# Required work
Repeat the favorite-smells text beginning at the words "I grew up in" and stopping after "to avoid atherosclerosis....", substituting "coffee" for "tobacco".

# Source
**********
Favorite smells?

How many can I come up with?

1. A pipe.
2. Vanilla.
3. Cinnamon.
4. Lemon.
5. Baking bread.
6. Fresh-cut grass.
7. The air after a rain.
8. Lacquer.
9. Mineral spirits.
10. Pine needles.
11. Fresh-cut oak.
12. Ammonia.
13. A baby.
14. Gardenias.
15. Roses.
16. Carnations.
17. Hubby just out of the shower.
18. Popcorn.

And that's just off the top of my head. I'm sure I'll realize more.
 
but always made me hungry.:( Probably a good thing, 'cause it made it easier to eat the balogna and pickles on white bread sandwiches we were fed on the midnight shift. :D


MIDRATS! I'd forgotten all about those mystery foods they served us late night on board the ship!:doh: I don't remember the pickles but I do remember the pasty white bread. They also use miracle whip instead of mayonnaise! I couldn't understand those guy that said "gee, taste like mayonnaise to me" aarrrgg!!:D
 
Ran into another one today! I was near downtown Lancaster in an area with lots of old tobacco warehouses. The smell - drying tobacco leaves. Can't stand the smoke from burning tobacco, but the today the cool air is sweet with the smell of drying leaves. I lived downtown years ago and that was the one city smell I appreciated.:D

Wes
 
Tulipwood and kingwood on the lathe, fresh squeezed apple juice, cantaloupe, peaches, tea brewing, hot chocolate, roses, honeysuckle blossoms, gardenia blossoms, cinnamon toast, new car smell....

Well, I think no one mentioned this and I guess I must be the only one who lives near the ocean but I love the smell of the ocean.

I grew up in a tobacco town and the smell of tobacco was wonderful in the morning. Not the smell of it being smoked but the smell of it being processed.

Fatback is related to bacon and most of you folks probably have never smelled fatback cooking but let me tell you it will loosen up the salivary glands. Fatback is one of the seven deadly sins and should not be consumed by anyone who wants to avoid atherosclerosis....
**********
# Data extract
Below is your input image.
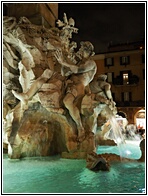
**********
# Correct output
I grew up in a coffee town and the smell of coffee was wonderful in the morning. Not the smell of it being smoked but the smell of it being processed.

Fatback is related to bacon and most of you folks probably have never smelled fatback cooking but let me tell you it will loosen up the salivary glands. Fatback is one of the seven deadly sins and should not be consumed by anyone who wants to avoid atherosclerosis....